■ 设定任务:
请从下面的数据中挑出所有包含字符串“knife”的行，并原样抄写出来。匹配时区分大小写。
━━ 存储数据 ━━
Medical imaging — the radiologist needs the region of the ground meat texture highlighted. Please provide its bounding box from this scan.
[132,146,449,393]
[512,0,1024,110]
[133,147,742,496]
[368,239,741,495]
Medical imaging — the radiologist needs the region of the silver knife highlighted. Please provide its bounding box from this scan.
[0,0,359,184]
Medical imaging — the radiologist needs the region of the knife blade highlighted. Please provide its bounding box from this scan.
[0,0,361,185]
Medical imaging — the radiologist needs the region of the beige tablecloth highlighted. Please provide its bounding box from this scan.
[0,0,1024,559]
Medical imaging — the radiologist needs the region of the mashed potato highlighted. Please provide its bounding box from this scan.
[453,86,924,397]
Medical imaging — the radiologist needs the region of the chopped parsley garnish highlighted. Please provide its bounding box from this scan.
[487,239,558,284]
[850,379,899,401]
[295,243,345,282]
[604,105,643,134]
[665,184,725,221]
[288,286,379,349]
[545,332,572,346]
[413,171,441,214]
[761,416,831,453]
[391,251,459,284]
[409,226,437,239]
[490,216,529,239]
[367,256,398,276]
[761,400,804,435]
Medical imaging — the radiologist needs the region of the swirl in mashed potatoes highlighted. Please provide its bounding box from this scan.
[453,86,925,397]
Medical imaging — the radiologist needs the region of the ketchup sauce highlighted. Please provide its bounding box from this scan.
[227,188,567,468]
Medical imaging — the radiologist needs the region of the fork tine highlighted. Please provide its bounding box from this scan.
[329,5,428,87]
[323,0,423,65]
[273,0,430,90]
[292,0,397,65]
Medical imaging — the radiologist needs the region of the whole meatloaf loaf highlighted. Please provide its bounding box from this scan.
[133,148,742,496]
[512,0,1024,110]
━━━
━━ 存储数据 ━━
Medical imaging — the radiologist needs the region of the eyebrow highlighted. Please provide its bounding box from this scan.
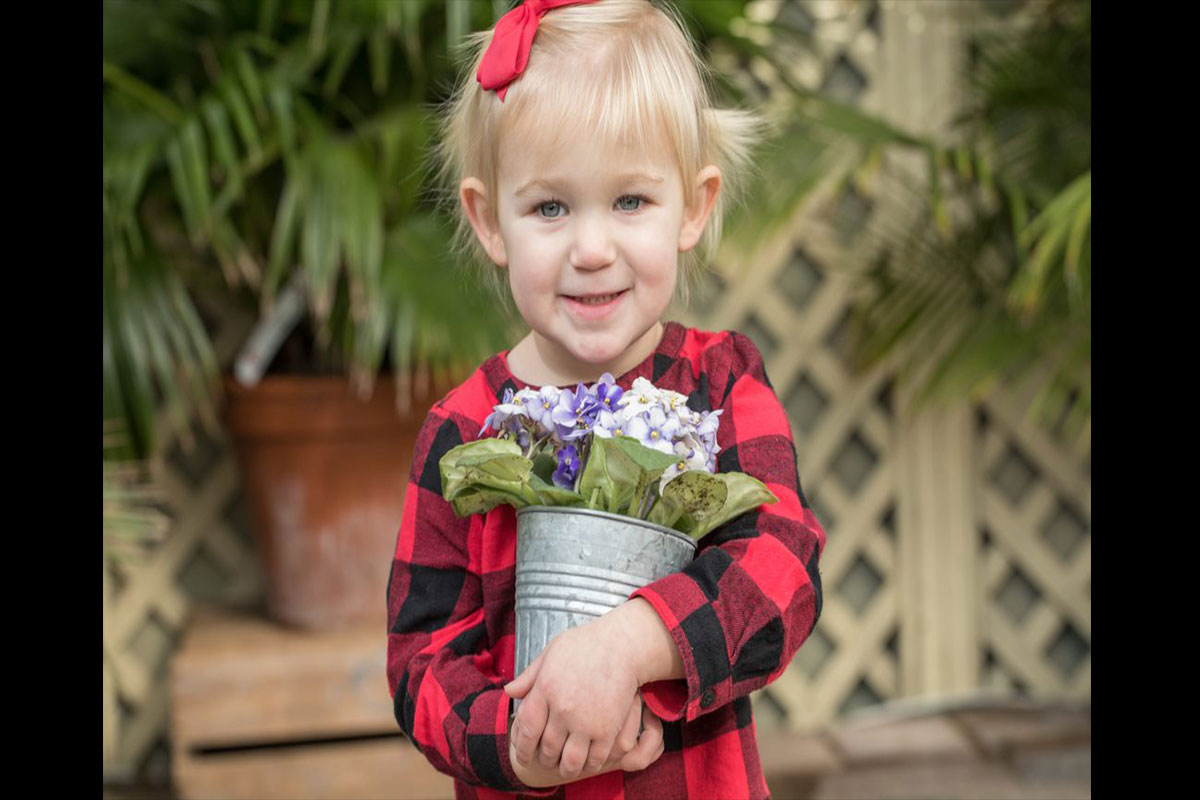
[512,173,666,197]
━━━
━━ 存储数据 ━━
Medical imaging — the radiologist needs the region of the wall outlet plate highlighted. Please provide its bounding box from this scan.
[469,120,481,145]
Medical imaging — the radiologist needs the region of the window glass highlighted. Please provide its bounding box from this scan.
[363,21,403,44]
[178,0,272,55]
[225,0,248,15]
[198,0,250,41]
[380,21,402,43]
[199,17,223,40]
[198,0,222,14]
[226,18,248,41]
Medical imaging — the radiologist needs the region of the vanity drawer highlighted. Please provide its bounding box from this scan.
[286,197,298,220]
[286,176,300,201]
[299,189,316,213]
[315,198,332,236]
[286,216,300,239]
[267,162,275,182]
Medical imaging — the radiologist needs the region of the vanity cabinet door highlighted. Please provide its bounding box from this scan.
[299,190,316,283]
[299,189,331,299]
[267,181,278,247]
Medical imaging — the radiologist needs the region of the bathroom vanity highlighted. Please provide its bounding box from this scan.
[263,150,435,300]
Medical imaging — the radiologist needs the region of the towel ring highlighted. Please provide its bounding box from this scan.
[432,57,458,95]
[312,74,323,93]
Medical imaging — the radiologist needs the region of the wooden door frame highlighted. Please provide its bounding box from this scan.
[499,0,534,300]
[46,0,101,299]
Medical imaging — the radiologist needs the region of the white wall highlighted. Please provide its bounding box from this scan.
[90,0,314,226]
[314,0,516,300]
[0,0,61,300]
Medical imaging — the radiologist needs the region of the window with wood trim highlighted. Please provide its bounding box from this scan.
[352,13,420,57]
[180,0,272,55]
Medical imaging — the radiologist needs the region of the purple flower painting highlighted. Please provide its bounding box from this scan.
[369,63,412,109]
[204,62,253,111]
━━━
■ 完整输出:
Medical imaging — the radiologist needs the region of the silver knife highlighted. Please provide its bounding box from this scan.
Medical imaging — the radiologist needs the region of the knife blade highlighted. Please provide its bounding box from this scan.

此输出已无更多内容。